Rewrite the article on the Rome peace talks, starting with "Agcaoili clarified though" and ending after "round of talks.", and swap "center stage" for "the spotlight".

EXCERPTED PASSAGE:
====================
The parties said they achieved advances on six major issues listed on their agenda.
By RAYMUND B. VILLANUEVA
ROME, Italy—The National Democratic Front of the Philippines (NDFP) and the Government of the Republic of the Philippines (GRP) concluded their “difficult but successful” round of formal peace talks a week after it opened, five days of which were spent in “exacting” negotiations.
The parties said they achieved advances on six major issues listed on their January 18 common agenda:
• Breakthrough in the discussion of socio-economic reforms and achieving understanding on its first four items, including agrarian reform and rural development;
• Signing of the ground rules on the work of the Reciprocal Working Committees (RWC) on Socio-Economic Reforms (SER);
• Exchange of drafts and initial discussions on political and constitutional reforms;
• Signing of supplemental guidelines on the Joint Monitoring Committee (JMC) for the Comprehensive Agreement on Respect for Human Rights and International Humanitarian Law;
• Submission by the GRP of its proposal for a bilateral ceasefire and the parties’ agreement to discuss it on February in The Netherlands; and
• Agreement to a fourth round of formal peace talks in Oslo, Norway in the first week of April.
The parties likewise talked about the release of the 392 NDFP-listed political prisoners with the GRP again committing to facilitate the release of three remaining NDFP consultants Eduardo Sarmiento, Emeterio Antalan and Leopoldo Caloza through presidential clemency or other legal means.
The GRP and the NDFP also discussed the possible implementation of socio-economic projects in relation to the Joint Agreement in Support of Socioeconomic Projects of Private Development Organizations and Institutes of March 16, 1998.
“The parties have been constructive and solution-oriented. And it is very clear to us as Third Party Facilitators that both sides are genuinely committed to work towards achieving peace,” Royal Norwegian Government Special Envoy to the Philippine Peace Process Elisabeth Slattum said.
“Well, it has been difficult but successful. That is the only way I can describe this round,” NDFP chief negotiator Fidel Agcaoili said.
Agcaoili clarified though that he expected the successful conclusion of the negotiations on the supplemental guidelines on the JMC, the tentative agreement on the PCR, the movement on the discussion on SER as well as on its ground rules.
‘Free distribution of land’
As expected, negotiations on socio-economic reforms took center stage in the Rome round of talks.
====================
RECORDS PROVIDED:
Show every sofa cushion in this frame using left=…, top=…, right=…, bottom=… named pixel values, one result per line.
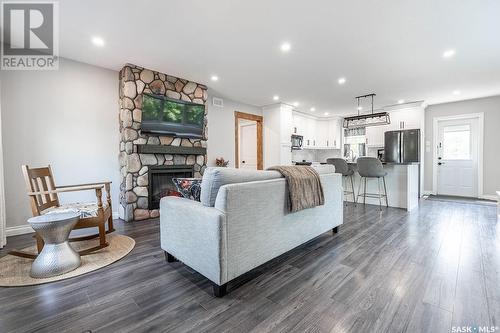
left=201, top=168, right=281, bottom=207
left=201, top=165, right=335, bottom=207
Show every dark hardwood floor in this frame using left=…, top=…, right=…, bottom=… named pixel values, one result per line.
left=0, top=200, right=500, bottom=332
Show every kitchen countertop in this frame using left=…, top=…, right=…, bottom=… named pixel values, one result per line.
left=347, top=162, right=420, bottom=165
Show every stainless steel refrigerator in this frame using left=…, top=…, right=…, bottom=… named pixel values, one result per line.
left=384, top=129, right=420, bottom=163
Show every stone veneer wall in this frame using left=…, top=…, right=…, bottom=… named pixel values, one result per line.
left=119, top=64, right=207, bottom=221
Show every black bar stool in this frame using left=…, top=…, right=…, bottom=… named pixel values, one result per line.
left=357, top=157, right=389, bottom=210
left=326, top=158, right=356, bottom=204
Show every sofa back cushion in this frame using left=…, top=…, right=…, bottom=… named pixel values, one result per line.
left=201, top=165, right=335, bottom=207
left=201, top=168, right=281, bottom=207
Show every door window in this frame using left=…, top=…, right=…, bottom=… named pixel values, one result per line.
left=443, top=125, right=471, bottom=160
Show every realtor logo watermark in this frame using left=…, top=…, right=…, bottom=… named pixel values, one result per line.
left=0, top=1, right=59, bottom=70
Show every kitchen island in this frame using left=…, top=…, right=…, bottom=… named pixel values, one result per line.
left=345, top=162, right=420, bottom=211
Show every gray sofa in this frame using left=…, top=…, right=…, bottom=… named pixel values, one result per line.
left=160, top=165, right=343, bottom=297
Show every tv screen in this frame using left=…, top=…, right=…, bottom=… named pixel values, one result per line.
left=141, top=94, right=205, bottom=138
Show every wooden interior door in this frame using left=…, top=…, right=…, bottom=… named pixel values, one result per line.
left=234, top=111, right=264, bottom=170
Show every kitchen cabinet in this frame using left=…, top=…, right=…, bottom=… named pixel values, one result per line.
left=388, top=108, right=424, bottom=131
left=365, top=125, right=392, bottom=147
left=292, top=112, right=342, bottom=149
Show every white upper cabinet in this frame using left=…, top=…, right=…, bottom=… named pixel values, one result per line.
left=292, top=112, right=342, bottom=149
left=327, top=119, right=342, bottom=149
left=365, top=124, right=392, bottom=147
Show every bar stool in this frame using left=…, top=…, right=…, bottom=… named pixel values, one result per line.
left=326, top=158, right=356, bottom=204
left=356, top=157, right=389, bottom=210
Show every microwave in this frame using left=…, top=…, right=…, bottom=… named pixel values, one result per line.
left=292, top=134, right=304, bottom=149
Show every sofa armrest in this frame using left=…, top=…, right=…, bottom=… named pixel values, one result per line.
left=160, top=197, right=226, bottom=285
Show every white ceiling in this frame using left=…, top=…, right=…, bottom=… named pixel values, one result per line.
left=29, top=0, right=500, bottom=115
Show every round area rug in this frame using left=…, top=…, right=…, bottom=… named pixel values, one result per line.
left=0, top=234, right=135, bottom=287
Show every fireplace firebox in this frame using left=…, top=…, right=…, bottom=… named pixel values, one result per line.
left=148, top=165, right=194, bottom=209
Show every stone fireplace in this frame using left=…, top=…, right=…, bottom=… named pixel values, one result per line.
left=119, top=64, right=207, bottom=221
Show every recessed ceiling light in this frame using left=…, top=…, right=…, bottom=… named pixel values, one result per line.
left=443, top=50, right=455, bottom=58
left=280, top=42, right=292, bottom=52
left=92, top=36, right=106, bottom=47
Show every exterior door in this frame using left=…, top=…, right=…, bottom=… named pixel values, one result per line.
left=437, top=118, right=480, bottom=197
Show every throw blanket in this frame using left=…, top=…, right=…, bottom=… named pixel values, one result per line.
left=268, top=166, right=325, bottom=213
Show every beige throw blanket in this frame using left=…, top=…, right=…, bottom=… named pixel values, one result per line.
left=268, top=166, right=325, bottom=213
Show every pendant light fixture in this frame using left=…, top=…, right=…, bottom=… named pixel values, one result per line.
left=343, top=94, right=391, bottom=128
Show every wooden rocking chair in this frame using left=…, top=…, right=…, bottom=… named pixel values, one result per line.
left=10, top=165, right=115, bottom=259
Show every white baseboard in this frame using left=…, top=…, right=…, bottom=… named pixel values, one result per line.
left=5, top=212, right=120, bottom=237
left=479, top=194, right=498, bottom=201
left=5, top=224, right=35, bottom=237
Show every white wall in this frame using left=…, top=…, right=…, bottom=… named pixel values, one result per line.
left=424, top=96, right=500, bottom=196
left=1, top=59, right=120, bottom=234
left=207, top=89, right=262, bottom=167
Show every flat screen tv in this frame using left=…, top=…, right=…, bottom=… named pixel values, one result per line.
left=141, top=94, right=205, bottom=138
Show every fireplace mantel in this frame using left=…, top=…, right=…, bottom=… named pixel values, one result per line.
left=137, top=145, right=207, bottom=155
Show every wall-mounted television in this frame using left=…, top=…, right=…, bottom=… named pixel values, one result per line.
left=141, top=94, right=205, bottom=139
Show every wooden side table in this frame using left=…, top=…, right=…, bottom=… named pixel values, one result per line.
left=28, top=212, right=81, bottom=278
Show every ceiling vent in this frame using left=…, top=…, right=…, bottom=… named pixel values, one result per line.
left=212, top=97, right=224, bottom=108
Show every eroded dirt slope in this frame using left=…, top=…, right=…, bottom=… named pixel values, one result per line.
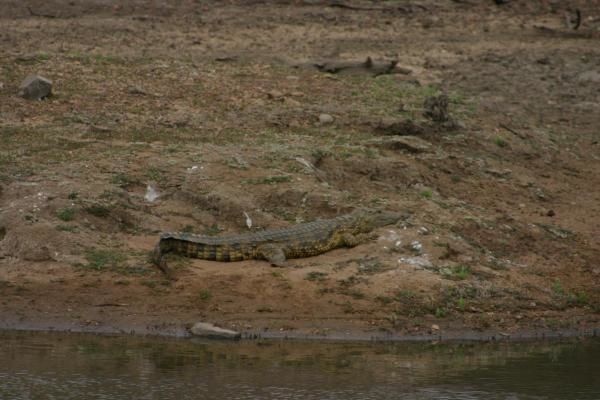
left=0, top=1, right=600, bottom=337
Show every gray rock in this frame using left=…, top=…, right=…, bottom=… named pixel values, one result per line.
left=319, top=114, right=333, bottom=125
left=19, top=75, right=52, bottom=100
left=190, top=322, right=242, bottom=339
left=375, top=119, right=425, bottom=136
left=423, top=94, right=450, bottom=122
left=367, top=135, right=431, bottom=153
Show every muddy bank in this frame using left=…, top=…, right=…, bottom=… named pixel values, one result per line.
left=0, top=1, right=600, bottom=338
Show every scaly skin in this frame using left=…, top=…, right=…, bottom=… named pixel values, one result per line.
left=153, top=210, right=401, bottom=268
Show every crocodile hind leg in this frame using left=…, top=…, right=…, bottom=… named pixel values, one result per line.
left=258, top=244, right=289, bottom=267
left=151, top=241, right=173, bottom=279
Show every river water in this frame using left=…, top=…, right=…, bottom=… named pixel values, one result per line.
left=0, top=332, right=600, bottom=400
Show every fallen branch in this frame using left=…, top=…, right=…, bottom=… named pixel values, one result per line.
left=27, top=7, right=56, bottom=18
left=499, top=124, right=527, bottom=139
left=310, top=57, right=412, bottom=76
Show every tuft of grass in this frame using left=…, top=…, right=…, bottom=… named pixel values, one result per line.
left=435, top=307, right=448, bottom=318
left=419, top=189, right=433, bottom=199
left=85, top=204, right=110, bottom=218
left=56, top=224, right=77, bottom=232
left=146, top=167, right=164, bottom=182
left=84, top=249, right=127, bottom=271
left=552, top=279, right=565, bottom=296
left=567, top=292, right=590, bottom=306
left=440, top=265, right=471, bottom=281
left=56, top=207, right=75, bottom=222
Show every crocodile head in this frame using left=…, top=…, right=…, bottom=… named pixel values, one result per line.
left=352, top=210, right=402, bottom=233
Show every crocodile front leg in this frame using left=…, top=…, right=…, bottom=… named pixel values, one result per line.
left=342, top=233, right=377, bottom=247
left=258, top=244, right=289, bottom=267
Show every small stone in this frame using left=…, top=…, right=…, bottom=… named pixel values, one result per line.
left=319, top=114, right=333, bottom=125
left=19, top=75, right=52, bottom=100
left=267, top=90, right=283, bottom=100
left=375, top=119, right=425, bottom=136
left=190, top=322, right=242, bottom=339
left=283, top=97, right=302, bottom=107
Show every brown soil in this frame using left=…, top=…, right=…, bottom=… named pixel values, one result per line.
left=0, top=0, right=600, bottom=337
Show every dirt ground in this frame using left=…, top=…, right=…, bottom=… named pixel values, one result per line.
left=0, top=0, right=600, bottom=338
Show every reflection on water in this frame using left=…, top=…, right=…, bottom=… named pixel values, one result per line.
left=0, top=332, right=600, bottom=400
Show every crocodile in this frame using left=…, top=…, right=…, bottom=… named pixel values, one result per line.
left=153, top=210, right=402, bottom=271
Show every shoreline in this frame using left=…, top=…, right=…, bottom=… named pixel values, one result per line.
left=0, top=323, right=600, bottom=343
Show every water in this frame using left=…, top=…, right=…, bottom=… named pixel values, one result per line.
left=0, top=332, right=600, bottom=400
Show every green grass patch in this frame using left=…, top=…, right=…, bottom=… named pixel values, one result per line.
left=244, top=175, right=292, bottom=185
left=56, top=207, right=75, bottom=222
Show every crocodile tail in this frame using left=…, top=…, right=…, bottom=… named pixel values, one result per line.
left=152, top=236, right=172, bottom=269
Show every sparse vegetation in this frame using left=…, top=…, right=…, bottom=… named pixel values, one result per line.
left=419, top=189, right=433, bottom=199
left=440, top=265, right=471, bottom=281
left=85, top=204, right=110, bottom=218
left=198, top=289, right=212, bottom=301
left=56, top=207, right=75, bottom=222
left=304, top=271, right=328, bottom=282
left=245, top=175, right=292, bottom=185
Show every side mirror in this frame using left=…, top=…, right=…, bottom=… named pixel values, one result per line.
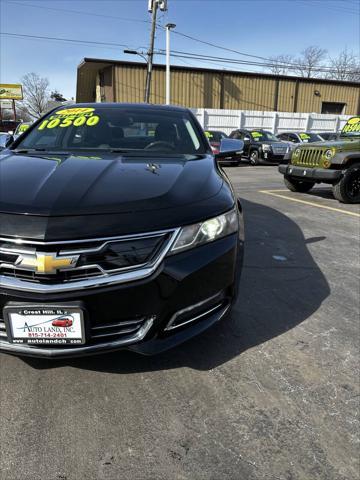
left=5, top=135, right=15, bottom=148
left=215, top=138, right=244, bottom=159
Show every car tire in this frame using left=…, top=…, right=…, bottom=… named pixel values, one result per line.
left=249, top=150, right=259, bottom=166
left=333, top=163, right=360, bottom=203
left=284, top=176, right=315, bottom=193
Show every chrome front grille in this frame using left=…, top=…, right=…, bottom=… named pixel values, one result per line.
left=0, top=229, right=179, bottom=293
left=0, top=318, right=8, bottom=342
left=296, top=148, right=323, bottom=167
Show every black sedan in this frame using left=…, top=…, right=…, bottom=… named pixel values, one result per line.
left=0, top=104, right=244, bottom=358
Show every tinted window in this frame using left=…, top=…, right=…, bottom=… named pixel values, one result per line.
left=205, top=130, right=227, bottom=143
left=16, top=105, right=205, bottom=154
left=250, top=130, right=279, bottom=142
left=299, top=132, right=322, bottom=143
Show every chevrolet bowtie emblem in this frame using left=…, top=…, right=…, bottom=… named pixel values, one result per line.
left=16, top=252, right=79, bottom=275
====================
WRITTEN SOLUTION:
Agcaoili clarified though that he expected the successful conclusion of the negotiations on the supplemental guidelines on the JMC, the tentative agreement on the PCR, the movement on the discussion on SER as well as on its ground rules.
‘Free distribution of land’
As expected, negotiations on socio-economic reforms took the spotlight in the Rome round of talks.